● **Work to be completed**: Beginning with the first line below, output every record verbatim and leave out the images.

= = =

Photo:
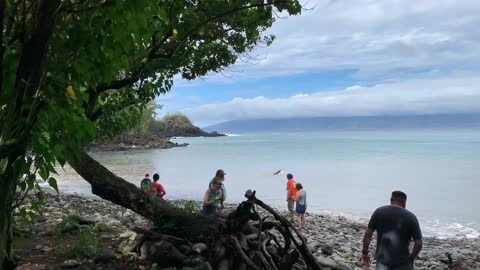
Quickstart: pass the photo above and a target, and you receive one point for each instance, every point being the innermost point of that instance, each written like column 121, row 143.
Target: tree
column 75, row 70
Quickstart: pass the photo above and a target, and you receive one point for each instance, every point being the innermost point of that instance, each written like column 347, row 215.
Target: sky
column 348, row 58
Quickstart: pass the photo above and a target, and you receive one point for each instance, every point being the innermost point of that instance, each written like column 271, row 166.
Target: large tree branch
column 2, row 46
column 108, row 186
column 33, row 54
column 152, row 54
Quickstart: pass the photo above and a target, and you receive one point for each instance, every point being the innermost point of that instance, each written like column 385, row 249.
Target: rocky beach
column 85, row 233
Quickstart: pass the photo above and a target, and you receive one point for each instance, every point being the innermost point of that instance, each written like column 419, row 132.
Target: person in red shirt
column 156, row 189
column 291, row 192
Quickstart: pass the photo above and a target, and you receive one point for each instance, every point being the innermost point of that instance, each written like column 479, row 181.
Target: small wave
column 431, row 227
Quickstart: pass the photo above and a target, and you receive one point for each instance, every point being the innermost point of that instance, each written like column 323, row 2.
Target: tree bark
column 7, row 191
column 19, row 119
column 108, row 186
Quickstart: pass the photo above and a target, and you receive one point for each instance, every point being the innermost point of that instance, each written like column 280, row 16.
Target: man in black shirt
column 395, row 227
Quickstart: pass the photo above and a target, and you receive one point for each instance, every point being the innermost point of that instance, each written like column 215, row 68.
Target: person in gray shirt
column 396, row 227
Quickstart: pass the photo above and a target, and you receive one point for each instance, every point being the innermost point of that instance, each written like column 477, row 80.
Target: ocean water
column 347, row 173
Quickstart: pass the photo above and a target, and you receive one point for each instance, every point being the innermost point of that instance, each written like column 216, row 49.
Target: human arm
column 161, row 191
column 367, row 238
column 417, row 238
column 207, row 202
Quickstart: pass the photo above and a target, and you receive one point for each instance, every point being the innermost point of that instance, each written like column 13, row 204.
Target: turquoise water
column 348, row 173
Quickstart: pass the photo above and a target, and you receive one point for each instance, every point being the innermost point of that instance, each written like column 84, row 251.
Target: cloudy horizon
column 368, row 57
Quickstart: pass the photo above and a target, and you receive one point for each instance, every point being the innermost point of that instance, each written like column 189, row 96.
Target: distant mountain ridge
column 350, row 123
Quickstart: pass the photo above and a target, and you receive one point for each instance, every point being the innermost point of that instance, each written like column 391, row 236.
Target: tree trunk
column 10, row 172
column 7, row 192
column 110, row 187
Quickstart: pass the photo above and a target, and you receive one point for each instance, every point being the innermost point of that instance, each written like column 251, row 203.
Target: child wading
column 301, row 205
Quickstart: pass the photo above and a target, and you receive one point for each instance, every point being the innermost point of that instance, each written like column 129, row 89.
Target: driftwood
column 248, row 242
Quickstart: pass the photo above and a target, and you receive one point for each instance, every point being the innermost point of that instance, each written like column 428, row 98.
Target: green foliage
column 177, row 120
column 192, row 207
column 75, row 71
column 85, row 244
column 82, row 238
column 189, row 206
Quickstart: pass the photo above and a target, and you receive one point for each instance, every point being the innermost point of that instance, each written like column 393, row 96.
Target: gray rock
column 344, row 266
column 81, row 267
column 82, row 220
column 327, row 249
column 105, row 255
column 327, row 262
column 70, row 264
column 199, row 248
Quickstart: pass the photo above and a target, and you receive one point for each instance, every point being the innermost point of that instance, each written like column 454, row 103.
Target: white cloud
column 456, row 94
column 374, row 37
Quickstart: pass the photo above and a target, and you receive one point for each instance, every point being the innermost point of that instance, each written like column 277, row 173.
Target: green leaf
column 53, row 183
column 43, row 172
column 31, row 181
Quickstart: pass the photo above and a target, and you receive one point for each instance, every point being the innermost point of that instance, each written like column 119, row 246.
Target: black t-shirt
column 395, row 227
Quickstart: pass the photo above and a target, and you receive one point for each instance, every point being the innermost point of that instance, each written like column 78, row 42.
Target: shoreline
column 335, row 241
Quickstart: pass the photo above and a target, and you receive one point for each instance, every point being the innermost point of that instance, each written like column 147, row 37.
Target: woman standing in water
column 212, row 198
column 301, row 205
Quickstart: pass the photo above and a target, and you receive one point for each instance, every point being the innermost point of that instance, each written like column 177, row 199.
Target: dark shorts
column 300, row 209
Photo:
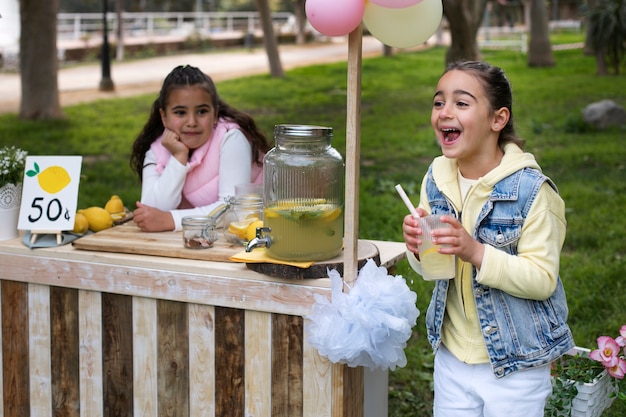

= = =

● **Exercise response**:
Photo:
Quickstart: pass the photo above and a target, and you receive one point for each instance, every point being the innermost point of that instance, each written like column 121, row 143.
Target: tree
column 75, row 70
Quickstart: pass the photo above and a target, and you receive one point for each instance, every point being the innermost point of that instance, each written like column 347, row 215.
Target: sky
column 348, row 58
Quickstart: pass the photo above and a target, and you receive one point for each instance, every point being the innermost point of that instance, each written like column 271, row 166.
Target: large tree branch
column 2, row 46
column 108, row 186
column 33, row 54
column 152, row 54
Quickstart: pass the photo above and a target, and you receive one point for each instance, every point being the innermost point of that instance, each written like column 385, row 249.
Target: rocky beach
column 85, row 233
Quickstart: pass the photo above and a target, and you receive one point for each instance, every point being the innermost point of that instance, each written like column 419, row 132.
Target: person in red shirt
column 156, row 189
column 291, row 192
Quickstart: pass the photo above and a target, and you receive one point for each instance, every point being the innermost point of that instance, each written like column 479, row 181.
Target: small wave
column 431, row 227
Quickstart: pass the photo above and a target, and you receive one point for each instance, every point being the innermost point of that instance, each written like column 323, row 2.
Target: tree bark
column 7, row 191
column 19, row 119
column 108, row 186
Quickstart: pass the photo above and a target, and you receive one point for each instance, every point being the innermost point of that instance, each written like column 280, row 16.
Target: man in black shirt
column 395, row 227
Quickstart: pass the photo above and a target, and you receive one point for each instance, every point being the innermost point of that instance, each written like column 215, row 68.
Target: person in gray shirt
column 396, row 227
Quickstart: pass the photo above and a target, and you receive one point for each instance, every point being the innermost point of that instance, each written like column 477, row 80.
Target: ocean water
column 347, row 173
Quickstart: pass the photo above and a target, and you receive one point for each instance, every point being the innermost point of that instance, each written like column 216, row 49.
Target: human arm
column 161, row 191
column 367, row 238
column 417, row 238
column 207, row 202
Quickstart: pass the photo above and a target, and you receive one point for each instance, every point being the innermost point of that instance, each written like column 13, row 204.
Target: turquoise water
column 348, row 173
Quickstart: pass the photo above and a target, and you receive one point for each instance, every point being the innermost point of that instance, each written like column 84, row 251.
Target: cloudy horizon
column 368, row 57
Quickstart: pass the photo above and a target, and you receive one point for each instance, every point being the innermost point of that instance, each written like column 189, row 96.
Target: distant mountain ridge
column 350, row 123
Quickstart: pass the photo above and a target, and you receive one point for each instance, every point being the innermost point of that instance, each written like column 391, row 236.
Target: tree trunk
column 10, row 172
column 7, row 192
column 110, row 187
Quickstart: pass the photo above and a target, and you receive one point for each instance, every point being the innermost point of that instance, each written like column 251, row 203.
Target: child wading
column 301, row 205
Quickstart: pass the photo above and a target, and you receive one point for each instance, every point being the innermost point of that instance, each written like column 129, row 89.
Target: driftwood
column 248, row 242
Quickstart: pass the photo above and a target, and you receive one point for each instance, every point being the innermost point of that instance, each written like column 428, row 98.
Target: green foliage
column 177, row 120
column 192, row 207
column 75, row 71
column 85, row 244
column 82, row 238
column 189, row 206
Quickstart: pass the photo above and a target, and you receive one point for each instance, every point being the innermost point of that instance, each written like column 393, row 96.
Target: gray rock
column 344, row 266
column 81, row 267
column 82, row 220
column 327, row 249
column 105, row 255
column 327, row 262
column 70, row 264
column 199, row 248
Quickstart: pass the photo above and a target, and you receive one point for each instance, every point being the innermost point of that instance, each written like column 454, row 103.
Target: white cloud
column 456, row 94
column 374, row 37
Quickstart: pass the photo above and a target, and you receive one point for each instance, every point being the innermost point of that instance, each written like column 277, row 173.
Target: green leaf
column 53, row 183
column 43, row 172
column 31, row 181
Quickstart: pass the photo above and a target, and you receive one point for each instance, every point being the innermost point of that instance, each written like column 119, row 246.
Target: black t-shirt
column 395, row 227
Quickstart: pass the photo above and a target, and you receive one point for each instance, every point being the innermost point of that instance, each written like column 78, row 42.
Target: shoreline
column 335, row 241
Quickstart: pass the photo above and a target, and you receive one point for each instance, every point being the innermost point of that instance, each written like column 147, row 37.
Target: woman standing in water
column 212, row 198
column 301, row 205
Quickstart: pass the photo above and a target, and you receive one point for each instance, every point being the innermost point of that instance, each written like column 177, row 199.
Target: dark shorts
column 300, row 209
Photo:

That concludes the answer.